I don’t think there is any percentage in arguing with a CSA apologist.

Since all relevant facts at issue have been well known for over a century, you’d have more fun knocking your head into a brick wall.

I say let’s leave them be before things get said that cause the thread to get deleted.

Shalom and ICXC NIKA
 
That will inevitably happen in any war.
Targeting civilians is inevitable in war? Duly noted.:rolleyes: Maryland should be quite glad Lee disagreed with you.
Hmm seizing numerous forts and arsenals is an excellent reason to wage war. It wasn’t that the South just decided to take over one little fort, they were seizing US government prooerty left and right. Fort Sumter is where the USA decided to make a stand.
All of those forts were within the sovereignty of the Confederate States of America. There is no doubt whether they had a right to seize them, only whether it was prudent to do so knowing that the north was itching for an excuse.
When fighting a war, there are only two good ways to end it. First, come to some sort of compromise acceptable to both sides. This would have been impossible with many cultural and economic differences between the USA and the CSA.
I think we could have accepted mutual alliance and trade. 🤷
The other option is to thoroughly crush your enemy.
How is this compatible with the command of our Lord to love your enemy? One can establish a military victory without resorting to the murderous barbarism you advocate.
Had I been alive back then, I would have joined the Iron Brigade and helped to bring down your morally degenerate slave aristocracy.
I am thankful that this case has passed to a judge more just than yourself.

→ **MATERIAL PROVIDED**:
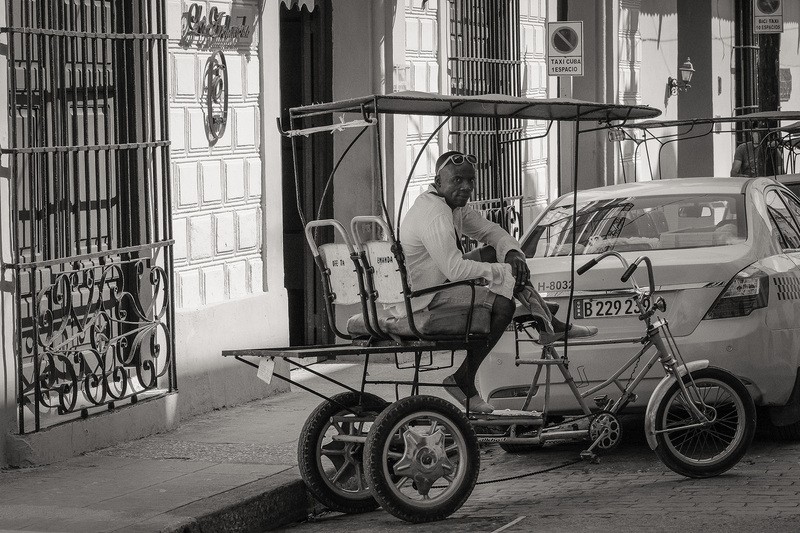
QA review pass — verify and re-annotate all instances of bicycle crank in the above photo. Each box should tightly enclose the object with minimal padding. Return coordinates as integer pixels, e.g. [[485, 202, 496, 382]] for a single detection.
[[589, 412, 622, 450]]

→ **WHAT YOU NEED TO DO**:
**a)** In the Civil War thread, rewrite everything from "Hmm seizing numerous" down to "crush your enemy.", renaming "compromise" as "settlement".
**b)** Answer these questions from the Civil War thread:
(i) Which fort is named as the place where the USA decided to make a stand?
(ii) Which unit does a writer say they would have joined if alive back then?
(iii) Which state is said to be glad that Lee disagreed?

→ **CORRECT ANSWERS**:
**a)**
Hmm seizing numerous forts and arsenals is an excellent reason to wage war. It wasn’t that the South just decided to take over one little fort, they were seizing US government prooerty left and right. Fort Sumter is where the USA decided to make a stand.
All of those forts were within the sovereignty of the Confederate States of America. There is no doubt whether they had a right to seize them, only whether it was prudent to do so knowing that the north was itching for an excuse.
When fighting a war, there are only two good ways to end it. First, come to some sort of settlement acceptable to both sides. This would have been impossible with many cultural and economic differences between the USA and the CSA.
I think we could have accepted mutual alliance and trade. 🤷
The other option is to thoroughly crush your enemy.

**b)**
(i) Fort Sumter
(ii) The Iron Brigade
(iii) Maryland